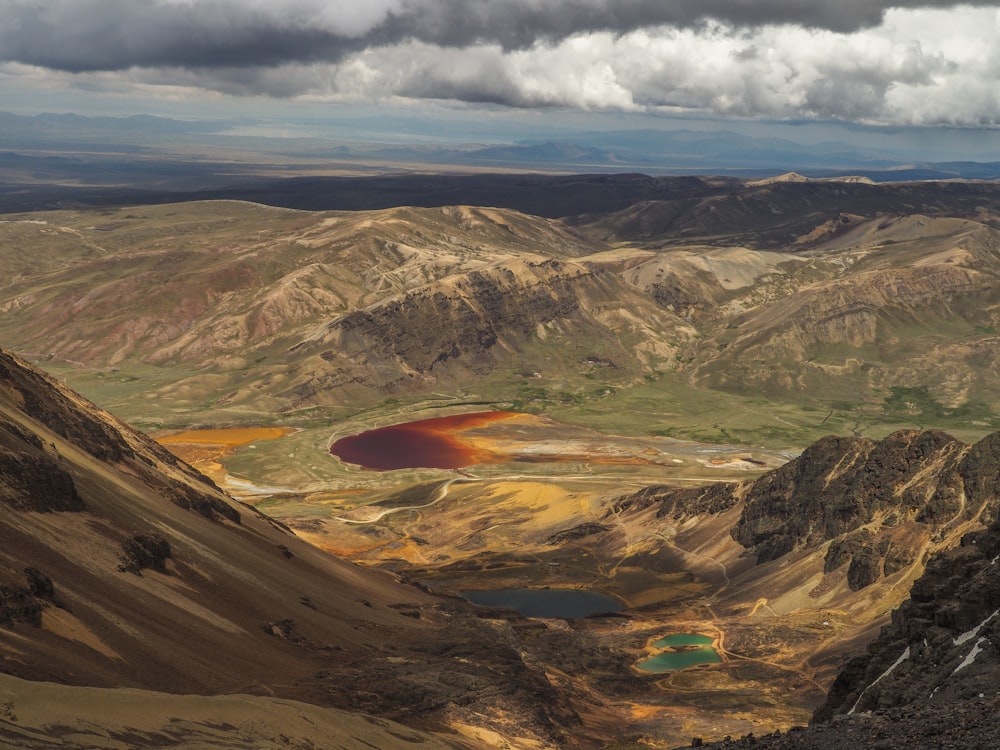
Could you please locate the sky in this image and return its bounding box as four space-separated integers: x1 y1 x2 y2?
0 0 1000 159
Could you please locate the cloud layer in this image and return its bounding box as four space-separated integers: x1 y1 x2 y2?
0 0 1000 126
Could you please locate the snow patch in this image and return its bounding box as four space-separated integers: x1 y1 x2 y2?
847 646 910 714
951 635 988 674
954 609 1000 646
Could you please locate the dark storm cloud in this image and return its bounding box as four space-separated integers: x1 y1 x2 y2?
0 0 996 72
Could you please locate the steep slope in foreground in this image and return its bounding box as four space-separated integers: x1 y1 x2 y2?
0 350 580 747
664 434 1000 750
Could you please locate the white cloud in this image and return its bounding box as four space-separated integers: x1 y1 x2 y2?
0 0 1000 126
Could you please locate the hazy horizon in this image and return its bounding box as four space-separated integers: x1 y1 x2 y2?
0 0 1000 168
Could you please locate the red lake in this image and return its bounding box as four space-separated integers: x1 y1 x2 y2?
330 411 521 471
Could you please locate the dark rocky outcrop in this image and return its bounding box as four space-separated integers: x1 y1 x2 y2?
732 430 968 564
0 447 87 513
118 534 171 575
164 485 242 523
688 433 1000 750
609 482 746 519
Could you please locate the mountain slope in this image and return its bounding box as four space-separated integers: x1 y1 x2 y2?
0 351 584 744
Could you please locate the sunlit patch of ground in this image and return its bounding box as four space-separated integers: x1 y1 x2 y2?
153 427 295 491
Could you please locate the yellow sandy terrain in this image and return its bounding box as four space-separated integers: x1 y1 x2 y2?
153 427 295 486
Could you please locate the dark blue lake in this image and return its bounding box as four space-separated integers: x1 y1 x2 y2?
459 589 625 620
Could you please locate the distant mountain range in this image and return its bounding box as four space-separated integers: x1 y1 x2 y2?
0 112 1000 188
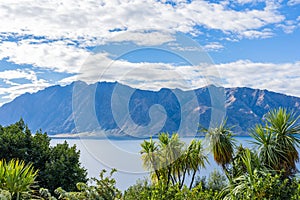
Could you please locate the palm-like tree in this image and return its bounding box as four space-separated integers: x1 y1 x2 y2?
251 108 300 177
0 159 38 200
158 133 184 186
140 138 160 180
185 139 208 189
202 120 235 180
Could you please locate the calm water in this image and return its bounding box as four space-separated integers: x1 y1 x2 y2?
51 137 260 190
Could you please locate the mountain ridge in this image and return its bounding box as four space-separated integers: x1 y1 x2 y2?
0 82 300 136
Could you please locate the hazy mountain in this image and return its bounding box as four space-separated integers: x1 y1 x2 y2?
0 82 300 136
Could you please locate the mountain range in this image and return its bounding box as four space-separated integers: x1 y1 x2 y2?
0 81 300 137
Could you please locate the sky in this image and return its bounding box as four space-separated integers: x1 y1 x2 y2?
0 0 300 105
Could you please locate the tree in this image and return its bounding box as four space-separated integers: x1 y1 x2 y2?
250 108 300 177
181 139 208 189
0 159 38 200
140 138 160 180
0 119 87 192
44 141 87 192
202 120 235 180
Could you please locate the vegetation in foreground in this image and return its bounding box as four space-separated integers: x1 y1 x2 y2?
0 108 300 200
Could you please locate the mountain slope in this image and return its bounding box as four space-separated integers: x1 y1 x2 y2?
0 82 300 136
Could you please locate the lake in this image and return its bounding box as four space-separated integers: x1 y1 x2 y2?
51 137 262 191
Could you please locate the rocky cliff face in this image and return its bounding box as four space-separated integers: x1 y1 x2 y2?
0 82 300 136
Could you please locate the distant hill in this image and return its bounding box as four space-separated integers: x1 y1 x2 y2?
0 82 300 136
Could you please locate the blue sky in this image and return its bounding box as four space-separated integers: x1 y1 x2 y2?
0 0 300 105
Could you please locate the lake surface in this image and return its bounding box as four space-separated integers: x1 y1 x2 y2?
51 137 258 191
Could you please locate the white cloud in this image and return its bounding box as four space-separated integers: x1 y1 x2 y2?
203 42 224 51
288 0 300 6
241 29 274 39
0 69 50 106
56 55 300 97
0 40 89 73
0 54 300 106
0 0 284 46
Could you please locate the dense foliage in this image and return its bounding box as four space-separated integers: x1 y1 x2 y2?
0 108 300 200
0 119 87 192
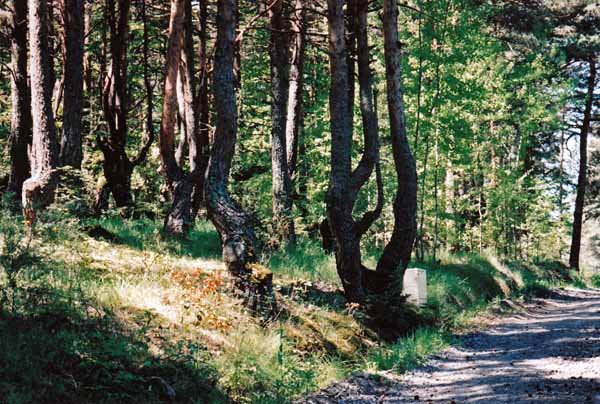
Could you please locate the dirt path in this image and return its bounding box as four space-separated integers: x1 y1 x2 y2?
306 289 600 404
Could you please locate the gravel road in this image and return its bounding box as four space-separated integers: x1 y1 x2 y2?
303 289 600 404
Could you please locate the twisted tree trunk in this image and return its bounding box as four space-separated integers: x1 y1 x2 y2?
8 0 32 200
377 0 417 280
269 0 295 243
285 0 306 180
59 0 85 169
327 0 382 303
205 0 256 276
94 0 153 211
193 0 210 218
22 0 58 218
569 55 597 270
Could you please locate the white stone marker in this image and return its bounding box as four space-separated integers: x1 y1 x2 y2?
403 268 427 306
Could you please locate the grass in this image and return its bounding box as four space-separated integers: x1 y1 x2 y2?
0 212 584 403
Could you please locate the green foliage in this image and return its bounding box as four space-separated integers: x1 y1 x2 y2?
366 328 450 373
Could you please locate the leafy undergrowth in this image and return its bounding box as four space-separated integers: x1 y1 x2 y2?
0 211 580 403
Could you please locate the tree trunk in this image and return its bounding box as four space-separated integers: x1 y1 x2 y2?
377 0 417 280
158 0 196 236
193 0 210 218
94 0 153 211
269 0 295 243
327 0 365 302
569 56 597 270
285 0 306 180
8 0 32 200
22 0 58 218
205 0 256 277
60 0 85 169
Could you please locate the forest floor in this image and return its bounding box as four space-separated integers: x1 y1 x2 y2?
308 288 600 403
0 210 600 404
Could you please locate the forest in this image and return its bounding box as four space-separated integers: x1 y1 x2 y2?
0 0 600 403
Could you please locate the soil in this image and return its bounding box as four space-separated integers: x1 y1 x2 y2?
302 289 600 404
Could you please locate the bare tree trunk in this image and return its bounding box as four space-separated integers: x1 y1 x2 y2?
269 0 295 243
59 0 85 169
569 55 597 270
327 0 382 302
193 0 210 218
158 0 203 236
285 0 306 180
205 0 256 277
94 0 153 211
22 0 58 218
377 0 417 279
8 0 32 200
83 0 94 93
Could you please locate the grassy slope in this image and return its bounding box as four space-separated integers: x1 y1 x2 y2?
0 216 584 403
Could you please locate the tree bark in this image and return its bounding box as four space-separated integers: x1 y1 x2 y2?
60 0 85 169
22 0 58 216
94 0 153 211
377 0 417 280
158 0 198 236
285 0 306 180
569 55 597 270
205 0 256 277
269 0 295 243
8 0 32 200
192 0 210 218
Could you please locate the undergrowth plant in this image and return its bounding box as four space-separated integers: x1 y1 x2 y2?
0 195 38 312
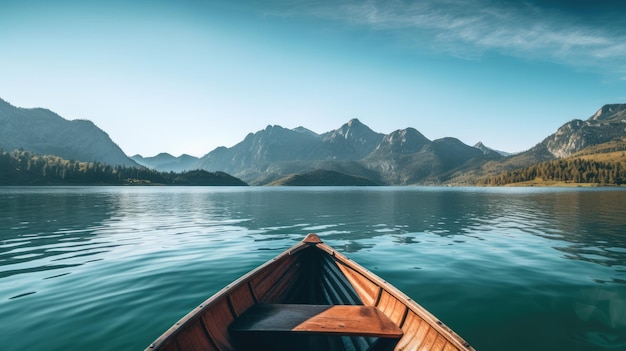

◇ ◇ ◇

> **Given problem**
Please copy out the lines starting with the line containing "Could you please locate the dirt" and going on through the line containing "306 289 600 404", swapping "dirt path" for "muddy trail" and leaving everything else as it is.

> **Output of the task**
Could you please locate the muddy trail in this image and return its bounding box as four space-separated integers: x1 y1 x2 y2?
306 289 600 404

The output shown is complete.